Retype the whole listing below, character for character.

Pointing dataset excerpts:
──────────

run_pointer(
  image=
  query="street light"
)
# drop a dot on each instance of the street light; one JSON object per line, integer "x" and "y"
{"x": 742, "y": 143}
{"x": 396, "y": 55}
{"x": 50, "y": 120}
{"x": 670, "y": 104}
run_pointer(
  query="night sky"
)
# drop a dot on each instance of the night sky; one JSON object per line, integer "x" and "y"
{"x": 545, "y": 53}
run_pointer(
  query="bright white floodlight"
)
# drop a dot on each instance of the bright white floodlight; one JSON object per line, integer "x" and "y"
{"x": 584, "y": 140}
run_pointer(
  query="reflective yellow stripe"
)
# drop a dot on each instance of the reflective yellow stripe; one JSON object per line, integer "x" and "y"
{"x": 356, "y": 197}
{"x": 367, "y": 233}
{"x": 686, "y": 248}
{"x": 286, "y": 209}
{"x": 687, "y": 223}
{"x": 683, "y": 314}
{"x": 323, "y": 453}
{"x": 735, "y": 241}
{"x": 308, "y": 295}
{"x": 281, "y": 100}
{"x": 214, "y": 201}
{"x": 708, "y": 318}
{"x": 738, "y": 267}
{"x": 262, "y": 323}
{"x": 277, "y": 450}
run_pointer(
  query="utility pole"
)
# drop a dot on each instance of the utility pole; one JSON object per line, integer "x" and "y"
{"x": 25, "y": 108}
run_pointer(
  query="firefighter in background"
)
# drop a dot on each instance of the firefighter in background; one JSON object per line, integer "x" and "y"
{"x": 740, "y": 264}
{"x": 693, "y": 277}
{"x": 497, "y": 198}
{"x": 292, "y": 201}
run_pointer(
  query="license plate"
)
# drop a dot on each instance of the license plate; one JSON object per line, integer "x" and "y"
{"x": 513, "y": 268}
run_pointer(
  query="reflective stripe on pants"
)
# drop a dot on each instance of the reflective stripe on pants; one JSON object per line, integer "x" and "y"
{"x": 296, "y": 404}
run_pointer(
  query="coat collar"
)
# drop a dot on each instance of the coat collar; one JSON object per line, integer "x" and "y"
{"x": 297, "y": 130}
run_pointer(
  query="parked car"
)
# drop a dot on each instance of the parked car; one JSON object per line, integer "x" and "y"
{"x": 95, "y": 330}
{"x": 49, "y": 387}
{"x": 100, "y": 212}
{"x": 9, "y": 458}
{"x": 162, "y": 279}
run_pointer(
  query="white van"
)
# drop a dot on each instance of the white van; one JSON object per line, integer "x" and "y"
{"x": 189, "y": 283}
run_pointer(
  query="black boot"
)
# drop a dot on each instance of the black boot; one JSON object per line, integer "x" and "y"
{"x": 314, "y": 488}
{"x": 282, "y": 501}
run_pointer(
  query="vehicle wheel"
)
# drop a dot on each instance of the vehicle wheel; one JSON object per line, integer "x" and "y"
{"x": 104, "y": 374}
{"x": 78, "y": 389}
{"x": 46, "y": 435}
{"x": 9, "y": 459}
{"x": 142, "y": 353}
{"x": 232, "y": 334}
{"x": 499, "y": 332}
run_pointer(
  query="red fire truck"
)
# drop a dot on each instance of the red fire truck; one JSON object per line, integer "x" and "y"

──────────

COMPLETED EXERCISE:
run_pointer(
  image=
  query="street light"
)
# drop a dot on each instance of the street light; one JSON object per line, integer "x" and "y"
{"x": 742, "y": 143}
{"x": 396, "y": 55}
{"x": 50, "y": 120}
{"x": 670, "y": 104}
run_pointer(
  query="night sky"
)
# drop a dot on each instance of the night sky; one JSON object per line, integer "x" and "y"
{"x": 545, "y": 53}
run_pointer(
  query="bright white floodlight"
)
# drop a dot on each instance of the bright white floodlight; one JSON object per line, integer "x" and "y"
{"x": 584, "y": 140}
run_pointer(
  query="reflective yellow stripe"
)
# drop a dot on each instance of the reflective yellow stripe; one JSON object per line, integer "x" and "y"
{"x": 356, "y": 197}
{"x": 367, "y": 233}
{"x": 686, "y": 248}
{"x": 286, "y": 209}
{"x": 687, "y": 223}
{"x": 683, "y": 314}
{"x": 323, "y": 453}
{"x": 735, "y": 241}
{"x": 308, "y": 295}
{"x": 281, "y": 100}
{"x": 214, "y": 201}
{"x": 708, "y": 318}
{"x": 738, "y": 267}
{"x": 262, "y": 323}
{"x": 277, "y": 450}
run_pointer(
  query="utility pole"
)
# drop a dot on each instance of the utility pole; one JSON object per line, integer "x" and "y"
{"x": 25, "y": 108}
run_pointer(
  query="firefighter in background"
)
# drop a dot on each instance of the firefighter in background; one JSON object per line, integer "x" and "y"
{"x": 740, "y": 264}
{"x": 693, "y": 277}
{"x": 497, "y": 198}
{"x": 292, "y": 201}
run_pointer(
  query="license plate"
)
# drop a dot on each instance of the license plate; one JSON object per line, integer "x" and "y"
{"x": 513, "y": 268}
run_pointer(
  query="reflective stripe on pants"
)
# drop a dot on each instance of the reflective stripe on pants; one JSON object per line, integer "x" and "y"
{"x": 296, "y": 404}
run_pointer(
  query="coat collar"
)
# drop a dot on each instance of the coat collar; one JSON object per line, integer "x" and "y"
{"x": 297, "y": 130}
run_pointer(
  query="parked car"
)
# drop a dot on each instance of the parked car; one JSON object per line, integer "x" and "y"
{"x": 95, "y": 330}
{"x": 49, "y": 387}
{"x": 100, "y": 212}
{"x": 9, "y": 458}
{"x": 162, "y": 279}
run_pointer(
  query="white van"
)
# drop a dot on each instance of the white van; one JSON object per line, integer "x" and "y"
{"x": 189, "y": 283}
run_pointer(
  query="black boot"
)
# drop a dot on each instance of the black boot; one JSON object per line, integer "x" and "y"
{"x": 314, "y": 488}
{"x": 282, "y": 501}
run_pointer(
  query="vehicle wheel"
)
# drop a dot on each instance of the vehicle wheel; one JSON object per line, integer "x" and "y"
{"x": 104, "y": 374}
{"x": 78, "y": 389}
{"x": 46, "y": 435}
{"x": 9, "y": 459}
{"x": 142, "y": 353}
{"x": 232, "y": 334}
{"x": 499, "y": 332}
run_pointer(
  query="red fire truck"
)
# drop a dot on each instance of the red fire truck; one JSON object per line, integer "x" and "y"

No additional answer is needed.